__REQUIRED WORK__: Find every line in the items below that contains the word "open", treating uppercase and lowercase as different, and copy each of those lines.
+++ RECORDS PROVIDED +++
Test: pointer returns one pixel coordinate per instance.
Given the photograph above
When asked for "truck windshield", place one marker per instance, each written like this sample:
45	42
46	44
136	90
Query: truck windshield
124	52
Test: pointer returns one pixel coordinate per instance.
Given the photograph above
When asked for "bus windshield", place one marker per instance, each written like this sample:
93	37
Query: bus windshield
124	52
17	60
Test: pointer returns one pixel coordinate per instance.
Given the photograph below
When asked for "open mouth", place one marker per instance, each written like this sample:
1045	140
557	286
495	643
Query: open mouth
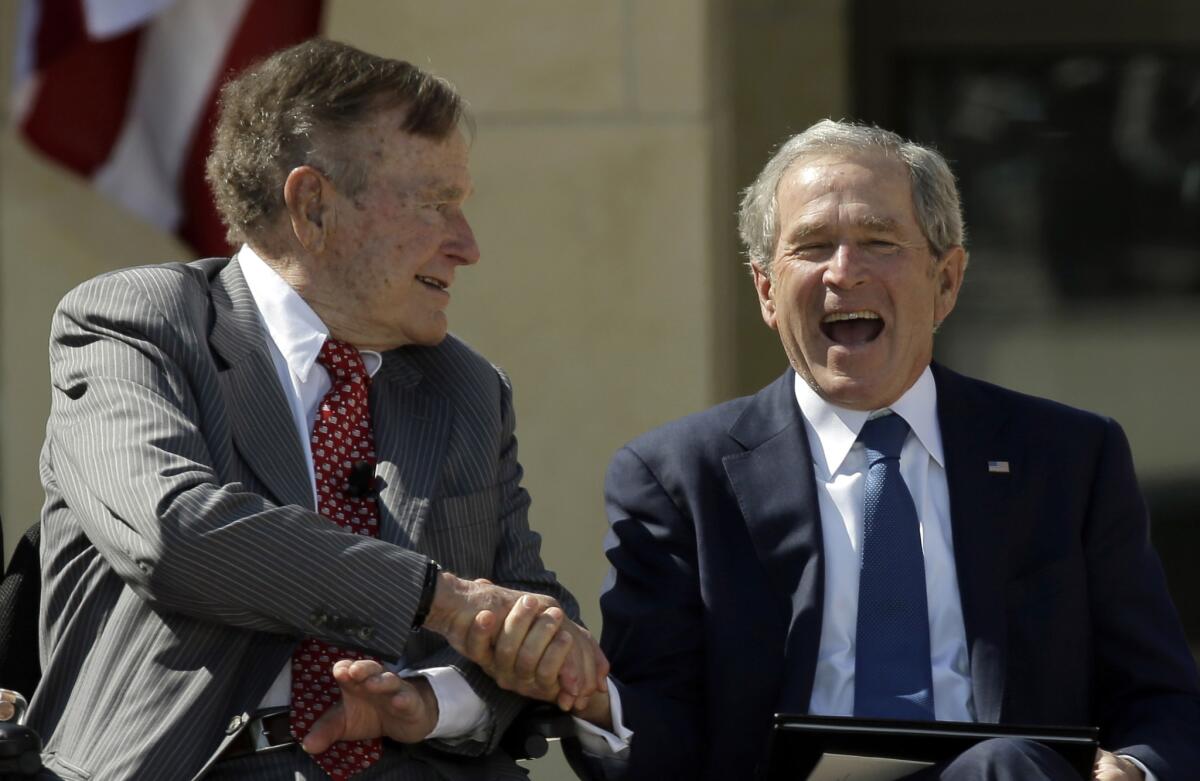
437	284
851	329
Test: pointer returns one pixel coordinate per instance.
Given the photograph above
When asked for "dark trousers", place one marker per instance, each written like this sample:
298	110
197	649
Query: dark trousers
+++
__EXERCISE RESULT__:
When asked for "open mouth", place one marker per instance, each written like this sample:
Query: open mouth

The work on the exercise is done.